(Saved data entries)
◇ ◇ ◇
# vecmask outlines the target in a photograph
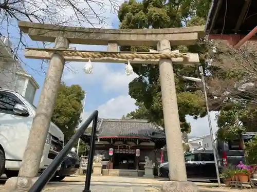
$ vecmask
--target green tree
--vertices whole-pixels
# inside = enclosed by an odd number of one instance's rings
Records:
[[[81,122],[84,97],[85,92],[79,85],[67,86],[62,82],[60,86],[52,121],[63,132],[65,143],[74,134]]]
[[[212,71],[208,81],[210,92],[218,98],[212,106],[220,112],[218,137],[228,139],[256,132],[257,44],[248,42],[238,50],[223,41],[213,45],[216,51],[210,55]]]
[[[144,0],[137,2],[130,0],[121,5],[118,11],[121,29],[166,28],[203,25],[206,19],[211,1]],[[144,46],[121,47],[121,51],[149,51]],[[200,54],[201,62],[206,60],[206,49],[200,44],[186,47],[172,47],[183,52]],[[203,54],[201,54],[203,53]],[[133,65],[134,71],[138,75],[129,84],[129,94],[135,99],[139,107],[129,114],[132,118],[147,119],[164,127],[159,69],[152,65]],[[186,115],[195,118],[206,115],[203,92],[198,90],[189,90],[193,82],[186,81],[182,76],[197,77],[197,66],[174,65],[179,119],[182,132],[190,132],[190,125]]]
◇ ◇ ◇
▶ [Description of the task]
Rewrite all of the material above as a Markdown table with the columns Row and Line, giving each nonblank line its own numbered row. Leave the picture out of the table.

▶ [Exercise result]
| Row | Line |
|---|---|
| 1 | # vecmask outlines the target in a photograph |
| 2 | $ vecmask |
| 3 | --target green tree |
| 4 | --vertices whole-pixels |
| 5 | # inside = enclosed by an odd number of one instance's rings |
| 6 | Records: |
| 7 | [[[81,122],[84,97],[85,92],[79,85],[67,86],[62,82],[60,86],[52,121],[63,132],[65,143],[74,134]]] |
| 8 | [[[212,71],[208,81],[210,92],[218,98],[212,106],[220,112],[218,137],[228,139],[256,132],[257,44],[248,42],[238,50],[223,41],[213,45],[216,51],[210,55]]] |
| 9 | [[[144,0],[137,2],[130,0],[121,5],[118,11],[121,29],[166,28],[203,25],[206,19],[211,1]],[[144,46],[121,47],[121,51],[149,51]],[[200,54],[201,62],[206,60],[206,49],[200,44],[186,47],[172,47],[183,52]],[[203,54],[201,54],[203,53]],[[133,65],[134,71],[138,75],[129,84],[129,94],[135,99],[139,107],[129,114],[132,118],[147,119],[164,127],[159,69],[152,65]],[[186,115],[195,118],[206,115],[203,92],[198,90],[189,90],[193,82],[186,81],[182,76],[197,77],[197,66],[174,65],[179,119],[182,132],[190,132],[190,125]]] |